HMH’s Center for Discovery and Innovation has ribbon-cutting to much fanfare – and anticipation

Shortly after Bob Garrett, the CEO of Hackensack Meridian Health, explained how the Center for Discovery and Innovation was going to transform health care in New Jersey and beyond — using science, technology and innovation to quickly discover and deliver health care solutions we can barely even conceive of today — Gov. Phil Murphy put the potential of the facility in perspective.

“This is the place where diseases that are now considered untreatable will meet their match,” he said.

Murphy, speaking to a crowd of a few hundred before the ceremonial ribbon-cutting, praised CDI as an example of the innovative economy he has championed for the state. And he called its employees true heroes.

“The individuals who will work in this state-of-the-art facility are the people who can see their way through the data, all the way to a cure,” he said. “These are the people who have a limitless potential for discovery.”

And, while he said their work will be felt by people around the world, its true benefit will be recognized one patient at a time.

“For anyone who has ever had an ailing loved one at home, you know the relief it brings when that person has a good day,” he said. “A day when they’re feeling strong, clear-headed, happy to be alive and spending more time with their family.

“Because of this institute, more New Jerseyans will have more days just like that. That is the goal of this institute, to be a leader in health care for all, and I can’t think of a better representation of the character of our state.”

CDI, located on the border of Nutley and Clifton in the same building that once housed the famed Roche Institute of Molecular Biology, has limitless potential, Garrett said.

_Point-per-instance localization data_

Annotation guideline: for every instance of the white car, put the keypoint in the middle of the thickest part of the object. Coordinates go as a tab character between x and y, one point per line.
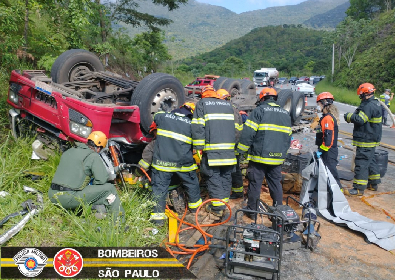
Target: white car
305	87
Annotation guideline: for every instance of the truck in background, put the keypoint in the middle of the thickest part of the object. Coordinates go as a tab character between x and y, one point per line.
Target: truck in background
263	75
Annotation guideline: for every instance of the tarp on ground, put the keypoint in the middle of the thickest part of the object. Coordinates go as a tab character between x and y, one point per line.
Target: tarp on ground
320	187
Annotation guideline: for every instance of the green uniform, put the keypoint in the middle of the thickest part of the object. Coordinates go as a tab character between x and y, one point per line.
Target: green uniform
77	167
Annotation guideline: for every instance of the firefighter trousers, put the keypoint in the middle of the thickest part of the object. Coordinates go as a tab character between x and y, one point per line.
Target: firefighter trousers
218	180
366	169
237	178
330	160
256	173
160	187
105	194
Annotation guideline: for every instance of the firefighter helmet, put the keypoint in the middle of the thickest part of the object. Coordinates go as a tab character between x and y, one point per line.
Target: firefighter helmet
99	138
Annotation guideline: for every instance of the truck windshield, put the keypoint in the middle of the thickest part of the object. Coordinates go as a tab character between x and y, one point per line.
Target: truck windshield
260	74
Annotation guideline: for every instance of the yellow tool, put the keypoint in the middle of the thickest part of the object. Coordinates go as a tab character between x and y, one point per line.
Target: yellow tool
172	226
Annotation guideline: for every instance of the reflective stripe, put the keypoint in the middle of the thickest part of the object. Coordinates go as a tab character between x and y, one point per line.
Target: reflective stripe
220	146
252	124
219	162
240	189
173	135
199	121
210	117
144	164
274	127
238	126
365	145
243	147
175	169
360	182
271	161
158	216
199	142
376	120
195	204
363	116
322	147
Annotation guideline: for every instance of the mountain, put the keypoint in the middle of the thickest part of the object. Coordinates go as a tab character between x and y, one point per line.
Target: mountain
328	19
198	28
289	49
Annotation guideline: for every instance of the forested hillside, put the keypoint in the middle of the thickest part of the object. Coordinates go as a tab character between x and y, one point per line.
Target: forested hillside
290	49
373	43
198	28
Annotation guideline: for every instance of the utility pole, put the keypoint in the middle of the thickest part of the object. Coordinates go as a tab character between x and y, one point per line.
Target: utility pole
333	61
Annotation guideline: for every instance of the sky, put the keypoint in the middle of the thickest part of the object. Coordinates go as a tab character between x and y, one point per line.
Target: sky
240	6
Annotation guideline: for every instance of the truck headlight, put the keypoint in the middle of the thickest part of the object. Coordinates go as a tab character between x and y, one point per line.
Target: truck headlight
80	129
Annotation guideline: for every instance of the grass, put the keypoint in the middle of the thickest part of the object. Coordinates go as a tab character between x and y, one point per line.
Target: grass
343	95
55	226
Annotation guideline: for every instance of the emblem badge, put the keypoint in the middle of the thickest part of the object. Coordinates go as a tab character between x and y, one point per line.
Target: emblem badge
30	261
68	262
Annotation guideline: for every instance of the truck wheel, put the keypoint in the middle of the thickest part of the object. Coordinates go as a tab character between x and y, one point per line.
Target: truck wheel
154	92
232	86
285	99
73	64
297	107
248	87
219	82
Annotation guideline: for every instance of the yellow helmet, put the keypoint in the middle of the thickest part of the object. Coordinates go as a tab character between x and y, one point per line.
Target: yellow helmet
189	105
99	138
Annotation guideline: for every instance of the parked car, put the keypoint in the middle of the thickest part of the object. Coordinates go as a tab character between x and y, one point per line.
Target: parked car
316	80
283	80
292	80
305	87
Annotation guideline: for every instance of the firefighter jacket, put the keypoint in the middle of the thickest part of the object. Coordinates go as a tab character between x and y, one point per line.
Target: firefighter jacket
367	120
214	131
77	166
326	136
266	134
173	144
147	155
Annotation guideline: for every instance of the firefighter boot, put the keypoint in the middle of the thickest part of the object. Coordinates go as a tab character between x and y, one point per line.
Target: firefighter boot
353	192
372	187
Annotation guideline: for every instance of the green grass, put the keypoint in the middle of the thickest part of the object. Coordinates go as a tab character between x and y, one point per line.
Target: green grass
343	95
55	226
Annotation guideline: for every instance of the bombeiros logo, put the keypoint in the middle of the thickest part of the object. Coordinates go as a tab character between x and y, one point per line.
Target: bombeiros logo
30	261
68	262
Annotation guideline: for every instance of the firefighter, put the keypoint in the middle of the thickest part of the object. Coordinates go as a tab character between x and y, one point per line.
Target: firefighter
327	134
213	130
386	99
367	120
77	167
266	136
237	177
173	156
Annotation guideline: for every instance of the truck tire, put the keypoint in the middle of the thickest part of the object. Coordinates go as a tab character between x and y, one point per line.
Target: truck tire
154	91
297	107
285	99
248	87
219	82
74	63
232	86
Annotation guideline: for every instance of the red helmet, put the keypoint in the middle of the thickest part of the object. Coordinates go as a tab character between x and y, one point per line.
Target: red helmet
366	88
325	95
267	92
152	127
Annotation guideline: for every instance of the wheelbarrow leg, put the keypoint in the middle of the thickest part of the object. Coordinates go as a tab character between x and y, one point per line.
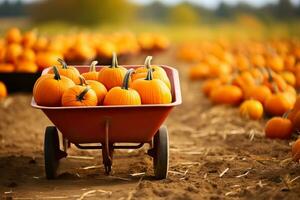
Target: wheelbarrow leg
160	153
107	150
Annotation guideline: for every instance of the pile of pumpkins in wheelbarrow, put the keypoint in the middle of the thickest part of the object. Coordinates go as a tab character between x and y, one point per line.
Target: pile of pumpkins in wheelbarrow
118	104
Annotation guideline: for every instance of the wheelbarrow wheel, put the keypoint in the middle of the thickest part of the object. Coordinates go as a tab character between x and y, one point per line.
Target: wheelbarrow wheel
161	153
51	152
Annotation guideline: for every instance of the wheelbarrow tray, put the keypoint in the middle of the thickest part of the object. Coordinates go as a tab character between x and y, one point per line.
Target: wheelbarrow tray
127	124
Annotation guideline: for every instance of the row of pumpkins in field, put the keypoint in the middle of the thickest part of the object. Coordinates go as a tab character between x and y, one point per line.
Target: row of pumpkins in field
30	52
259	77
111	85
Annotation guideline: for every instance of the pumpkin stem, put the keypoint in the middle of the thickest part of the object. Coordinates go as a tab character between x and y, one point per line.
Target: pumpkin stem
269	71
114	63
80	97
149	75
148	62
126	79
93	66
63	63
56	73
286	114
82	81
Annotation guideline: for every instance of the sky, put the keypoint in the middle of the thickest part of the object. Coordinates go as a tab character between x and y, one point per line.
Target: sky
211	4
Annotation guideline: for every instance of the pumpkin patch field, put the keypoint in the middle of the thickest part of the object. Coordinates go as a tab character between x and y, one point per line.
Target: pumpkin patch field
147	99
223	145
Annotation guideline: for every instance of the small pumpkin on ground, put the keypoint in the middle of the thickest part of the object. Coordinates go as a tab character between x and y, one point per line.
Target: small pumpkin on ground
112	76
98	88
29	39
296	151
252	109
210	85
152	91
6	67
45	59
199	71
26	66
79	96
68	71
13	51
278	104
92	74
226	94
279	127
48	89
3	90
28	55
123	95
13	35
260	93
158	72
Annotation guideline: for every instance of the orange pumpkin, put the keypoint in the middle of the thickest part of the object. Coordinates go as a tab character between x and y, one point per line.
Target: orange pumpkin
3	90
158	72
296	151
226	94
13	35
274	81
92	74
40	44
297	75
278	127
258	60
276	63
6	67
13	51
152	91
252	109
123	95
289	77
46	59
27	55
210	85
198	71
68	71
99	89
296	121
260	93
48	89
26	66
112	76
29	39
79	96
278	104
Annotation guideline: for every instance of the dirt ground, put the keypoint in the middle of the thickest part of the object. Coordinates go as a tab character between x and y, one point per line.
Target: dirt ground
214	154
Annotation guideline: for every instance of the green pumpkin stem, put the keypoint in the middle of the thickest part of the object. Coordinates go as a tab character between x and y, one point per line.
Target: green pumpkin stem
82	81
93	66
125	85
63	63
149	75
114	63
56	73
80	97
269	71
148	62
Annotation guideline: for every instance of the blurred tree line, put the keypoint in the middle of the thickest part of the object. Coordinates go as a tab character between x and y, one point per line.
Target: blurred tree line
94	12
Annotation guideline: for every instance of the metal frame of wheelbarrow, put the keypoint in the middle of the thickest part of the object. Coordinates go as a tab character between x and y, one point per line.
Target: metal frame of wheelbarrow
159	140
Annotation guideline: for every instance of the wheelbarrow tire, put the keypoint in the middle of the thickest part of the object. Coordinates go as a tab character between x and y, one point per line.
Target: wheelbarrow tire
161	153
51	151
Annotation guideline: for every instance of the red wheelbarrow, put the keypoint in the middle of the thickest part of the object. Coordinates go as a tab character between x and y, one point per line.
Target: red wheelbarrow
110	127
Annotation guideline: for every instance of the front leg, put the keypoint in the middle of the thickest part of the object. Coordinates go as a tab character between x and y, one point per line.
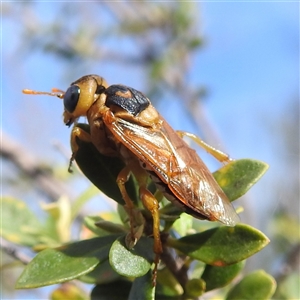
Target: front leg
81	134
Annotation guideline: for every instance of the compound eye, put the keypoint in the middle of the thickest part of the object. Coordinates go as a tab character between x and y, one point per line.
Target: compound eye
71	98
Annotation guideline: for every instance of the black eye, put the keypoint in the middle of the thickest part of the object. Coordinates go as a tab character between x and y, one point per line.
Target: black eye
71	98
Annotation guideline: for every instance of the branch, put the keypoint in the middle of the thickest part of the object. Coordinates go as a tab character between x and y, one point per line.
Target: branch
27	164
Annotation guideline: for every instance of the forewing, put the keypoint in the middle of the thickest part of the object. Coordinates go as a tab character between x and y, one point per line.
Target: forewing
179	167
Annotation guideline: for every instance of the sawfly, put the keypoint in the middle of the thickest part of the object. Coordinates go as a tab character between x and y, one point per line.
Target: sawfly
123	123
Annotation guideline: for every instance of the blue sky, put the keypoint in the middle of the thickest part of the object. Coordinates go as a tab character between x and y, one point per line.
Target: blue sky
250	66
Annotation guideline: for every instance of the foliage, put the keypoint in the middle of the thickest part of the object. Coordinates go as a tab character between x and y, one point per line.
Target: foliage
105	260
161	39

_Action item A_
In the ribbon-cutting article, why does Murphy describe the people who will work at CDI as heroes? Answer in one to three sentences.
_Action item B_
Do these statements agree with the ribbon-cutting article? Answer yes or no for each, and quote the words of the article that decide it.
(i) The crowd at the ribbon-cutting numbered a few thousand.
(ii) CDI is in the building that once housed the Roche Institute of Molecular Biology.
(iii) Garrett spoke after Murphy.

_Task answer A_
Murphy says they are the people who can see their way through the data all the way to a cure. He adds that they have limitless potential for discovery.

_Task answer B_
(i) No: "a crowd of a few hundred before the ceremonial ribbon-cutting"
(ii) Yes: "in the same building that once housed the famed Roche Institute of Molecular Biology"
(iii) No: "Shortly after Bob Garrett, the CEO of Hackensack Meridian Health, explained how the Center for Discovery and Innovation was going to transform health care in New Jersey and beyond"